All four of these examples show that on issues of critical importance, the public opinion has been molded to ensure majority support for positions which are against the public interest, and favor a tiny elite – the top 0.1%. Thus the public believe in ideologies, and take actions (like voting in Republican representatives), which are highly damaging to their collective interests.

Studying how this is done, and how it can be reversed, is essential. The title of the book by Mian and Sufi is illuminating: House of Debt: How They (and You) Caused the Great Recession, and How We Can Prevent It from Happening Again. (see also, Review & Summary of House of Debt). Basically, manipulation of public opinion led to our collective assent to a trillion dollar banker bailout, instead of bailing out of the distressed mortgage holders. This is like applying medicine to the knife which caused the wound, instead of the wound. By failing to address the cause, the wrong remedy led to the Great Recession which continues to this day. We can only cure the recession by learning the causes, and taking collective action to achieve effective policy goals, which center on debt forgiveness.

__EXTRACTED INFORMATION__.
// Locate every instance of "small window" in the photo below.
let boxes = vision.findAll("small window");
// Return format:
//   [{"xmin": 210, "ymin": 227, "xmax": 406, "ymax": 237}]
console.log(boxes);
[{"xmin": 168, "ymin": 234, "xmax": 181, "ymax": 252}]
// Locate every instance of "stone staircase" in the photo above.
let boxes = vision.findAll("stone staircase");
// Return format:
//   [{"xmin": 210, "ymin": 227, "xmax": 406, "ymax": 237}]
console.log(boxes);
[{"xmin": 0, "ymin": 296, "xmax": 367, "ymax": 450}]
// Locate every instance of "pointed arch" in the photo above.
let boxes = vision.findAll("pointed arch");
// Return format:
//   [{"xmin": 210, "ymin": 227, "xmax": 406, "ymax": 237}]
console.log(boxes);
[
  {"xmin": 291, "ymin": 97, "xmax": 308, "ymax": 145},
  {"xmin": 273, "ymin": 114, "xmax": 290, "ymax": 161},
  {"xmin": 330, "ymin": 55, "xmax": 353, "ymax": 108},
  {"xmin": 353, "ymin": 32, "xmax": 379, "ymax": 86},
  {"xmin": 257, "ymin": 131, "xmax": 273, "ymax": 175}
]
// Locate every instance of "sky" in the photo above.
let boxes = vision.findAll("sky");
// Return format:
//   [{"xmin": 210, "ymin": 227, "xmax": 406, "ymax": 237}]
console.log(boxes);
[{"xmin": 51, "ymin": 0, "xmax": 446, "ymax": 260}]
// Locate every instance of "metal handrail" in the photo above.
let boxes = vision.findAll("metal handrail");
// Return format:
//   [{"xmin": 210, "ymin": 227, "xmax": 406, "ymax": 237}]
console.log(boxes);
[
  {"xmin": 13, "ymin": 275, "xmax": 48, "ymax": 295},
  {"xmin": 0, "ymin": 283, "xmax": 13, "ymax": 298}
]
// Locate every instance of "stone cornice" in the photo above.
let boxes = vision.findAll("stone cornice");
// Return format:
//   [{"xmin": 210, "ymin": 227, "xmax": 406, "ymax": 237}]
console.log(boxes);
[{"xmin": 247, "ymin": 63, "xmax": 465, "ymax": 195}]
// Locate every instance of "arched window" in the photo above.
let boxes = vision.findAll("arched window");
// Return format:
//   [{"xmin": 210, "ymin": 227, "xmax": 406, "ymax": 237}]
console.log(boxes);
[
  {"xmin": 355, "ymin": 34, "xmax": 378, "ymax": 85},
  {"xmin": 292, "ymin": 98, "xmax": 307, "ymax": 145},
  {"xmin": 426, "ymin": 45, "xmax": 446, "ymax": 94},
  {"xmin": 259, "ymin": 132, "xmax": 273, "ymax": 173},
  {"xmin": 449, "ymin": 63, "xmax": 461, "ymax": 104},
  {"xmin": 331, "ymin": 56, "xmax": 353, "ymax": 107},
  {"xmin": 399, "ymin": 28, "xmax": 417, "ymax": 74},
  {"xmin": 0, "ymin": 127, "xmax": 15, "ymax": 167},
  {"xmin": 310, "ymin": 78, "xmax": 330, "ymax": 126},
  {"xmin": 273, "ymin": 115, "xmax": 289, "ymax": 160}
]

__QUESTIONS__.
A - According to the passage on public opinion, what did manipulation of public opinion lead to?
B - Change "tiny elite" to "small elite" in the passage on public opinion, beginning at the words "All four of" and stopping after "their collective interests.".
C - How would you translate this sentence from the passage on public opinion into Spanish: "This is like applying medicine to the knife which caused the wound, instead of the wound."
The lines come from a source separate from the passage on public opinion.

__RESPONSE LIST__.
A - It led to our collective assent to a trillion dollar banker bailout instead of bailing out the distressed mortgage holders.

B -
All four of these examples show that on issues of critical importance, the public opinion has been molded to ensure majority support for positions which are against the public interest, and favor a small elite – the top 0.1%. Thus the public believe in ideologies, and take actions (like voting in Republican representatives), which are highly damaging to their collective interests.

C - Esto es como aplicar medicina al cuchillo que causó la herida, en lugar de a la herida.